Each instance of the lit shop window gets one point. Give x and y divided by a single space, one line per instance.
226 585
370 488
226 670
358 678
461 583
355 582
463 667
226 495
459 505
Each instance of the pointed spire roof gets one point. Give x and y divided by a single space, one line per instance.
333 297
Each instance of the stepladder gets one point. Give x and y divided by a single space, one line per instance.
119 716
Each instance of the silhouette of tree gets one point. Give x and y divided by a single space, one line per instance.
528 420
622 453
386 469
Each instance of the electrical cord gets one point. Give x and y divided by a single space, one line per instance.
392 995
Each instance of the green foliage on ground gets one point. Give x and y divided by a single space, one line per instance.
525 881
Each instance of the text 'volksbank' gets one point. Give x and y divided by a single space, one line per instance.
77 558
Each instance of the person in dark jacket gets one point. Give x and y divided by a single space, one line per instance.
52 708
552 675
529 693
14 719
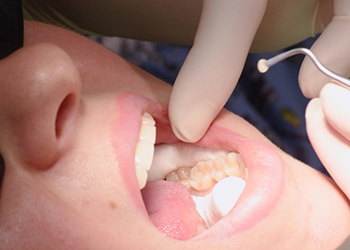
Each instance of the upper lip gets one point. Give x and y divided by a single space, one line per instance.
265 181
◇ ◇ ◇ ◇
== What to produce ==
Exact wording is required throughout: write out all the records, but no pictures.

== Answer space ==
Each instance of the lit shop window gets one point. Give x and y divided by a single space, one line per instance.
226 585
370 488
226 670
358 678
461 583
355 582
463 667
226 495
459 505
Each instance of the pointed spire roof gets one point. Give x and y divided by a single space, one line per instance.
333 297
Each instance of the stepladder gets one point. Give x and y divided by a single space, one line per instance.
119 716
Each instance of the silhouette of tree gets one point. Give x and y divided by a single space, one line per instance.
528 420
622 453
386 469
Each instance of the electrical cord gets one point. Give x and y divided by a single space, one line per instance.
392 995
Each instance of the green foliage on ground gets one point. Give x and y divided by a single space, one line per instance.
525 881
Each instance of the text 'volksbank' gets one point. Give x and y divided by a single space, one line per instance.
77 558
Each instance of the person in dark jacket gets one point. Give x and y divided by a single space, one line per instance.
52 708
552 675
529 693
14 719
Each instance of the upper lip gets one point. Give x and y divided by a single space, one line per instance.
265 181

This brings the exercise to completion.